◆ **Extrait du texte**
######

Mais il me semble que nous pouvons donner du sens à ce temps long d’abstinence eucharistique.
Nous pouvons aiguiser en nous le désir de communier à nouveau (à neuf) lorsque nous le pourrons de nouveau. Sans doute, il nous est arrivé de communier de manière un peu machinale, sans vraiment penser à ce que nous faisions. Est-ce que nous vivons toujours vraiment cette communion comme une rencontre d’amour et de foi avec le Seigneur ? Quel est le sens que nous donnons à notre « Amen » lorsque nous recevons le corps du Christ ?
Nous pouvons vivre ce temps d’abstinence en solidarité spirituelle avec ceux qui sont empêché plus souvent que nous de communier, et ils sont nombreux : les communautés chrétiennes dispersées d’Amazonie ou d’ailleurs qui ne reçoivent que quelques fois par an la visite d’un prêtre. Les chrétiens malades, âgées, qui regardent habituellement la messe à la télévision. Les chrétiens divorcés-remariés ou qui vivent en concubinage et qui s’abstiennent de communier. Les chrétiens persécutés, emprisonnés, qui doivent se cacher.
Nous pouvons aussi penser à tant de chrétiens baptisés qui ne participent plus habituellement aux assemblées, qui ont perdu le goût de l’Eucharistie, pour qui cette célébration ne veut plus rien dire. Est-ce que nous avons su assez témoigner de la place qu’elle a dans notre vie ? Peut-être que nous-mêmes aussi nous avons négligé la messe par paresse ou parce que nous avions autre chose de plus intéressant à faire.

Nous pouvons aussi nous interroger sur la manière dont nous vivons des différents sacrements et du désir que nous en avons.
L’Eucharistie est certes source et sommet de la vie chrétienne, et pour autant il ne faut pas oublier les 6 autres sacrements. Nous avons reçu le baptême : le Père a fait de nous ses enfants. Nous avons chaque jour à vivre de la grâce filiale. Nous avons reçu la confirmation : les dons de l’Esprit Saint nous envoient en mission, et ils nous donnent la force de traverser les épreuves. Et si nous n’avons pas reçu ce sacrement, en avons-nous un vrai désir ? Le sacrement du mariage pour les couples est-il aussi une source aujourd’hui pour leur vie ? Le mariage n’est pas une belle fête en blanc, mais c’est d’abord une grâce pour aujourd’hui. Et nous pouvons aussi prier pour les couples non mariés qui ne vivent pas de cette grâce et n’en ont pas le désir. Souvent ce sont des considérations matérielles qui les arrête alors que l’essentiel est spirituel. Enfin, est-ce que nous avons un même désir de la communion et du pardon de Dieu ? Dans le sacrement de la réconciliation, « le Père accueille son fils qui revient vers lui, le Christ prend sur ses épaules la brebis égarée, l’Esprit Saint sanctifie de nouveau son temple ou y habite plus pleinement. » Evidemment, il est également difficile en ce moment de se confesser, mais le pape nous a invité à vivre une démarche personnelle relayée dans cette proposition de démarche pénitentielle :

(https://liturgie.catholique.fr/accueil/guerison-penitence-reconciliation-sacrements-malades/penitence-et-reconciliation/302872-covid-19-confinement-confession-sacrement-reconciliation/)

######

◆ **Données fournies**
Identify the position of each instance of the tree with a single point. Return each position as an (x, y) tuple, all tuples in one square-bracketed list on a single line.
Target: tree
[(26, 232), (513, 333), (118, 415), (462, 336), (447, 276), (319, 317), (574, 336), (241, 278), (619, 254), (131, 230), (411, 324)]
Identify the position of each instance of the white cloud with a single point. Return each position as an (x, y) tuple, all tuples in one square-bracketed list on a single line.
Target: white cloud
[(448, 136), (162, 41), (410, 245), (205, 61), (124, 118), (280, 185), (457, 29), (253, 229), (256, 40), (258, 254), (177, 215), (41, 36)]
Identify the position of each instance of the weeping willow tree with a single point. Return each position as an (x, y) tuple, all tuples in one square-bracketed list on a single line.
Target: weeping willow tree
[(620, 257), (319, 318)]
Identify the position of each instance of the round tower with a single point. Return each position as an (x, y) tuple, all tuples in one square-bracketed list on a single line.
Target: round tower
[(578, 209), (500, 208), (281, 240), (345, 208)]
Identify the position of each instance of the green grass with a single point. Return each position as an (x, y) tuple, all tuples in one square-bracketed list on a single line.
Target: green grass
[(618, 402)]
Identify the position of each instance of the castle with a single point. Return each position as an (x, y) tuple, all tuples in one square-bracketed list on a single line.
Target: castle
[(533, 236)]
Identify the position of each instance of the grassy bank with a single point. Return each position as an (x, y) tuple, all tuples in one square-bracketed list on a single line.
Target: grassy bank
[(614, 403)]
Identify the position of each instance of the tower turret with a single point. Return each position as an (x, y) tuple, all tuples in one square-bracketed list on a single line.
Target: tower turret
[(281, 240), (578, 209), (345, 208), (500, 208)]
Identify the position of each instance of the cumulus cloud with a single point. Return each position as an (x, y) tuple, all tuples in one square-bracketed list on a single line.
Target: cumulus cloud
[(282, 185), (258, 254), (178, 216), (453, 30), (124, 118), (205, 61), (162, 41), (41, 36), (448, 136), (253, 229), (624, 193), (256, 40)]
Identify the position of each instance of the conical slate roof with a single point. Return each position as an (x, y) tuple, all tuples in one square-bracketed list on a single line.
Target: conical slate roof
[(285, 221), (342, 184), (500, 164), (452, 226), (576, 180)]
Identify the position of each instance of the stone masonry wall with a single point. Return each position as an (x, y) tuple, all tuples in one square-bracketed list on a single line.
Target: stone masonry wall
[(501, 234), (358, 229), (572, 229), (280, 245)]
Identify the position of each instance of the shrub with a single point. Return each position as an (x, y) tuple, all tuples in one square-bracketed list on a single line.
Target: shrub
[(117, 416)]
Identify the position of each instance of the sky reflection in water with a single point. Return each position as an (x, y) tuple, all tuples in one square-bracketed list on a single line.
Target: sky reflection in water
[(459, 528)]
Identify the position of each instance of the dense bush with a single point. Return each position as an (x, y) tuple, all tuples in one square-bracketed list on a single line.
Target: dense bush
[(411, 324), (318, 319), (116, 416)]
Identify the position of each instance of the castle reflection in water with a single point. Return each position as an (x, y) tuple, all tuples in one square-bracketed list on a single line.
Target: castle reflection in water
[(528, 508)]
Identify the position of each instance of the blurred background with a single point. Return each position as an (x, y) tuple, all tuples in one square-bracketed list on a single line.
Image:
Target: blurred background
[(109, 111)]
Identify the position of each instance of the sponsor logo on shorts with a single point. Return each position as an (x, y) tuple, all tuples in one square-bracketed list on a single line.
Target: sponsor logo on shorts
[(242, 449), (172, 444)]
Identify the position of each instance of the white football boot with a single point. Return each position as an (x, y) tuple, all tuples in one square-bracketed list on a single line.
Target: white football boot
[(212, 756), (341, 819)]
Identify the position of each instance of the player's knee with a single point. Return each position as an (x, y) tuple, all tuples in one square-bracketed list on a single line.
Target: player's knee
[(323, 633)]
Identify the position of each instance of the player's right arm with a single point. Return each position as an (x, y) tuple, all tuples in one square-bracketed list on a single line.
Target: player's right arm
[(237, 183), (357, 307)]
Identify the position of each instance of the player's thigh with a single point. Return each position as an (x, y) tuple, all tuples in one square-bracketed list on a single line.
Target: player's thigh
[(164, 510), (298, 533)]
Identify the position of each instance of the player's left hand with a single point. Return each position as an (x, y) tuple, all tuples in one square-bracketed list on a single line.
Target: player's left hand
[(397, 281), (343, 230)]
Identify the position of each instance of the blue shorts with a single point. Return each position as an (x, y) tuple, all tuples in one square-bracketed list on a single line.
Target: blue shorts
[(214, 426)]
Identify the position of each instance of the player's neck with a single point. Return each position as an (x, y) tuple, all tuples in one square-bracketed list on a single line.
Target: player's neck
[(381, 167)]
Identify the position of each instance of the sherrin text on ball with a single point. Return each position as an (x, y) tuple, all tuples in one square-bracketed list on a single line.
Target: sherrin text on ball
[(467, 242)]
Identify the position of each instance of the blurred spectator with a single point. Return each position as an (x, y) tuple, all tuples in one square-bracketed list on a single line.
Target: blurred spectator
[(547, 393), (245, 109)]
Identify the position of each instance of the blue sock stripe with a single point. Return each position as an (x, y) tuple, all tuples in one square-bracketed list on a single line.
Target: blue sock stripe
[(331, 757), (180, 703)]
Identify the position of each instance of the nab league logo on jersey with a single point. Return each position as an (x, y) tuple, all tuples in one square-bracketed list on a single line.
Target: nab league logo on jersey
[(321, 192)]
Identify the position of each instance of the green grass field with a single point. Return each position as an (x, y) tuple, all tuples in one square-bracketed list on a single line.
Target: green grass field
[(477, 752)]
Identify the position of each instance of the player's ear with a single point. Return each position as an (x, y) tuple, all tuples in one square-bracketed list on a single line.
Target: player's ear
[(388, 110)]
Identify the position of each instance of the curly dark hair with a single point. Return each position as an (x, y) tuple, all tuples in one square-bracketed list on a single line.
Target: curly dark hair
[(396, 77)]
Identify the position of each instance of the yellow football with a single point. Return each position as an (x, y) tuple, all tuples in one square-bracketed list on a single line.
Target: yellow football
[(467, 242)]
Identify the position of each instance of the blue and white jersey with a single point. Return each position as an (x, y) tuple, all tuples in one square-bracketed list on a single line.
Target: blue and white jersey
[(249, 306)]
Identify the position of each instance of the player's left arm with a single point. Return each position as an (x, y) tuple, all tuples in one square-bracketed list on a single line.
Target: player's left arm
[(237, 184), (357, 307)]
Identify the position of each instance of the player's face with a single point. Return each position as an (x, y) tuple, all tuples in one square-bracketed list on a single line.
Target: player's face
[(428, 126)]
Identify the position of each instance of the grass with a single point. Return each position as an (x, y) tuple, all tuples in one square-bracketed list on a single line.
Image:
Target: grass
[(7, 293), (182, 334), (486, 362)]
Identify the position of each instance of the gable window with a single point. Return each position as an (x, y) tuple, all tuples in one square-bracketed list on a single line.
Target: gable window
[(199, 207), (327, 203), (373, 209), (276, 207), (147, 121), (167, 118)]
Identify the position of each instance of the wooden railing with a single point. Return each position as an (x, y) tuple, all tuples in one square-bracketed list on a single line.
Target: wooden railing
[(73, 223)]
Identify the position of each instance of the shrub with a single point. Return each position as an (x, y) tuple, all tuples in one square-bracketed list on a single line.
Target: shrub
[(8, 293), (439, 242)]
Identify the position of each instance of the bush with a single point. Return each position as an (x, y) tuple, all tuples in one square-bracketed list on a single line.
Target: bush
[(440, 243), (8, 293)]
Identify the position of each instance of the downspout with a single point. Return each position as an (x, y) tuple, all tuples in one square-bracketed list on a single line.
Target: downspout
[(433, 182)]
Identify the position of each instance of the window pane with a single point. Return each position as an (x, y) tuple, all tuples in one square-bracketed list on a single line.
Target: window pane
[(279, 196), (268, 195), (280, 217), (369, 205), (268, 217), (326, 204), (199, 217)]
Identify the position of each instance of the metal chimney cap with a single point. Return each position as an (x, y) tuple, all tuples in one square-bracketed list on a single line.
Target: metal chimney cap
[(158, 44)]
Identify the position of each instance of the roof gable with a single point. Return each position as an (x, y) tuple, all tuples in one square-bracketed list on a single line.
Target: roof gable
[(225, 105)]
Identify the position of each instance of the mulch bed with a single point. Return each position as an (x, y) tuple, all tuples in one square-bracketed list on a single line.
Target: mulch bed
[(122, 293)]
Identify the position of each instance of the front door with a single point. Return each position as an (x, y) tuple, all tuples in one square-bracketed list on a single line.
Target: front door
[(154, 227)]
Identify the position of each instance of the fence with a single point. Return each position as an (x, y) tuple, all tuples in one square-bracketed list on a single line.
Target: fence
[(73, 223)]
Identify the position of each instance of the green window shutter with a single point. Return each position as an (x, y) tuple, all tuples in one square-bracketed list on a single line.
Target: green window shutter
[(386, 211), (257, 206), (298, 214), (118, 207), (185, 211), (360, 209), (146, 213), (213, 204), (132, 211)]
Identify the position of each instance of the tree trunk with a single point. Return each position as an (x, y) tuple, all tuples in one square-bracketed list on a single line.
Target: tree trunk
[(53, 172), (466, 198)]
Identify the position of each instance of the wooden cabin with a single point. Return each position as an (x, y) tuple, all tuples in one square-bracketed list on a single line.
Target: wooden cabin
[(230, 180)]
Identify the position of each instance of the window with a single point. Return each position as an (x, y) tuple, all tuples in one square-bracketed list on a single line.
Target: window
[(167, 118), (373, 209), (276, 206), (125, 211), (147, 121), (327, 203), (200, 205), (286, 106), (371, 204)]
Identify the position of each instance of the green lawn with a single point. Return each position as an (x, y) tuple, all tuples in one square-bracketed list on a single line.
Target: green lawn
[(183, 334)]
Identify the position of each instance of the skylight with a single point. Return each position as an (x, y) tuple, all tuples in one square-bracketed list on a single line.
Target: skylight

######

◆ **Questions d'étude**
1) Modifiez le texte sur l'abstinence eucharistique entre « Nous pouvons aiguiser » et « du Christ ? », bornes comprises, en y remplaçant « machinale » par « automatique ».
2) D'après le texte sur l'abstinence eucharistique, combien d'autres sacrements que l'Eucharistie ne faut-il pas oublier ?
Les données forment un matériau indépendant du texte sur l'abstinence eucharistique.

◆ **Réponses aux questions**
1)
Nous pouvons aiguiser en nous le désir de communier à nouveau (à neuf) lorsque nous le pourrons de nouveau. Sans doute, il nous est arrivé de communier de manière un peu automatique, sans vraiment penser à ce que nous faisions. Est-ce que nous vivons toujours vraiment cette communion comme une rencontre d’amour et de foi avec le Seigneur ? Quel est le sens que nous donnons à notre « Amen » lorsque nous recevons le corps du Christ ?

2) Six autres sacrements.